== What to work on ==
All entries are to be quoted exactly; the images stay out of the copy.

--- START ---

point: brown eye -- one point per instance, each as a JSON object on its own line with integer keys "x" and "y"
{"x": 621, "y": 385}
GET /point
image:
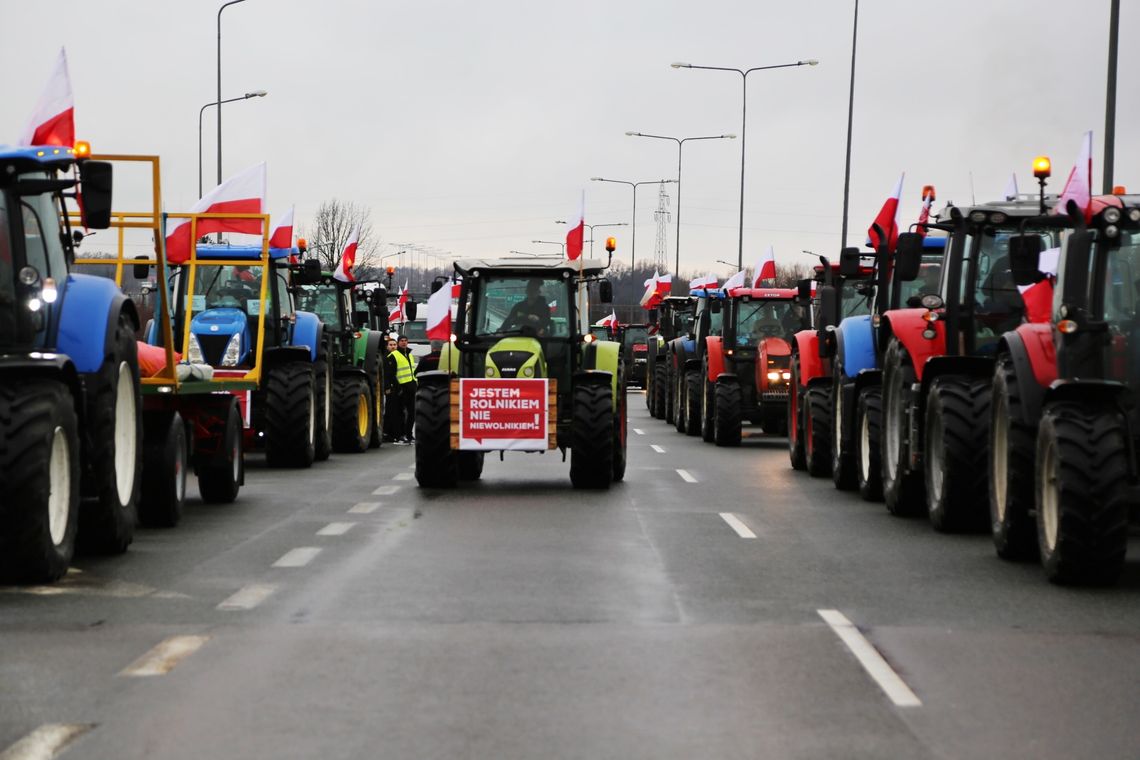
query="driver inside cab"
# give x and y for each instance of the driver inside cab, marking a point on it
(532, 313)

--- END ---

== Exercise answer ==
point: brown eye -- one point per instance, each as a JSON object on its own line with integer keys "x" and "y"
{"x": 621, "y": 385}
GET /point
image:
query="driver inside cab"
# give x and y for each instance of the driver inside cab, marking a point on it
(532, 313)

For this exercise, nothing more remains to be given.